— START OF Entries supplied —

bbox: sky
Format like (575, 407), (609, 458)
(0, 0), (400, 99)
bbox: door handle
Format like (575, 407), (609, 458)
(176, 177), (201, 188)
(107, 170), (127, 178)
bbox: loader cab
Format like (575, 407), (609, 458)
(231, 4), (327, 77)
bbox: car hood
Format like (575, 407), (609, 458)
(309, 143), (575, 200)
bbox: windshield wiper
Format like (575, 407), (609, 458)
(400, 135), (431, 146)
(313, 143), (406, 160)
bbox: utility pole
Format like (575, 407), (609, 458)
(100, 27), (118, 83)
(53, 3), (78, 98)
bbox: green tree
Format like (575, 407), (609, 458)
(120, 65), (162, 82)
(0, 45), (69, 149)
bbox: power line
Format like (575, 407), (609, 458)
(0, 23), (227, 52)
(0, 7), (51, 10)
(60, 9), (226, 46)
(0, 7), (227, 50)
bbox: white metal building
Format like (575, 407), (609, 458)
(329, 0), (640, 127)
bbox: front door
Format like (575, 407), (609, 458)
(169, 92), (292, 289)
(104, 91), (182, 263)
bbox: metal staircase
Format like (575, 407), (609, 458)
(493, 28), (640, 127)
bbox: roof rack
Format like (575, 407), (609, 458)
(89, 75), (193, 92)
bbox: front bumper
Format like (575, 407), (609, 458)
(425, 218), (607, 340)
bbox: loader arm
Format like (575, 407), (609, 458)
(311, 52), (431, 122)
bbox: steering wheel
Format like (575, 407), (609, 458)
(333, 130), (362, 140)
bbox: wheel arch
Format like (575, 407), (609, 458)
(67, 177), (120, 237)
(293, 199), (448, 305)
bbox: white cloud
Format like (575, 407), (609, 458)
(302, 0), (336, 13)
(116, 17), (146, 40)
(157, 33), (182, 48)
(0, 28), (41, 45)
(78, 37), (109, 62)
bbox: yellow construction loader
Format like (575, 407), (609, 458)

— END OF Entries supplied —
— START OF Entries supplied —

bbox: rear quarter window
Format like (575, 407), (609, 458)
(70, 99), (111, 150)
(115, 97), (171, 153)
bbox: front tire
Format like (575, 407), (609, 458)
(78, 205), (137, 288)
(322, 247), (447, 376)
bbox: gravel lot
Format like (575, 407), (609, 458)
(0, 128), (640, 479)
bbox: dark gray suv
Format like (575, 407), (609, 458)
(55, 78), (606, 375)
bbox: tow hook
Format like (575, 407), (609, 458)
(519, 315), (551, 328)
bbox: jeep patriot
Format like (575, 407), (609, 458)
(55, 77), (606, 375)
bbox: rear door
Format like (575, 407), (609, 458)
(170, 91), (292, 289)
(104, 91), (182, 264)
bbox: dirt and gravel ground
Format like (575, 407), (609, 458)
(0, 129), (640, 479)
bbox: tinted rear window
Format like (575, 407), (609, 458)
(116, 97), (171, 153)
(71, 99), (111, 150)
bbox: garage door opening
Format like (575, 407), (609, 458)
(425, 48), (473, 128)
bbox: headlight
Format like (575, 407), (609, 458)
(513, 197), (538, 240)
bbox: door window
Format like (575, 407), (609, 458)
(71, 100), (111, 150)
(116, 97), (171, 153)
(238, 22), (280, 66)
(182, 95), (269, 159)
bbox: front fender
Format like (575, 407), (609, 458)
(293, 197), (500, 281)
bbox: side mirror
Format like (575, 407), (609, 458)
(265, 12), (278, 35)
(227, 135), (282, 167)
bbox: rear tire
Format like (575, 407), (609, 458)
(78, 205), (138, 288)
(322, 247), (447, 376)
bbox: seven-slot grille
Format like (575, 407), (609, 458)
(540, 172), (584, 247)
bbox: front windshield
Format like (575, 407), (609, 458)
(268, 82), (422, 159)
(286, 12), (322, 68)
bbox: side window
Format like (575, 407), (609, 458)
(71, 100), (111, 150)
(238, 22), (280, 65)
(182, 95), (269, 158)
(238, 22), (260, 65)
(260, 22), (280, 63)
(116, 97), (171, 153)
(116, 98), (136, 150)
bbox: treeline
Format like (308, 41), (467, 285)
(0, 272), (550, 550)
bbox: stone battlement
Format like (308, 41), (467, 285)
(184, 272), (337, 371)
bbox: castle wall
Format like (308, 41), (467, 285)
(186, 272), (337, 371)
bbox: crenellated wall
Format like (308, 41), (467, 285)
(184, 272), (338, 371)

— END OF Entries supplied —

## What the task requires
Reproduce only the lines from the line with "bbox: door handle" to the line with "(293, 199), (448, 305)", substituting "wiper blade" for "windshield wiper" and keeping everything else the same.

## Task response
bbox: door handle
Format like (575, 407), (609, 458)
(176, 177), (201, 188)
(107, 170), (127, 178)
bbox: loader cab
Format like (575, 407), (609, 458)
(231, 4), (327, 77)
bbox: car hood
Format like (575, 407), (609, 458)
(309, 143), (575, 200)
bbox: wiper blade
Format like (575, 407), (609, 458)
(400, 135), (431, 146)
(313, 143), (406, 160)
bbox: utility pole
Format like (575, 407), (609, 458)
(100, 27), (118, 83)
(53, 3), (78, 98)
bbox: green tree
Format like (575, 407), (609, 458)
(120, 65), (162, 82)
(0, 45), (69, 149)
bbox: power line
Format like (575, 407), (609, 458)
(0, 23), (227, 52)
(0, 7), (51, 10)
(60, 9), (226, 46)
(0, 7), (227, 50)
bbox: white metal building
Format like (575, 407), (609, 458)
(329, 0), (640, 127)
bbox: front door
Format like (575, 407), (609, 458)
(169, 92), (292, 289)
(104, 91), (182, 263)
bbox: metal staircase
Format like (575, 407), (609, 458)
(493, 28), (640, 127)
bbox: roof rack
Format like (575, 407), (609, 458)
(89, 75), (193, 92)
bbox: front bumper
Format like (575, 407), (609, 458)
(425, 218), (607, 340)
bbox: loader arm
Format like (575, 407), (609, 458)
(311, 52), (431, 122)
bbox: steering wheel
Format like (575, 407), (609, 458)
(333, 130), (362, 140)
bbox: wheel arch
Format like (575, 407), (609, 458)
(67, 177), (120, 237)
(293, 199), (448, 305)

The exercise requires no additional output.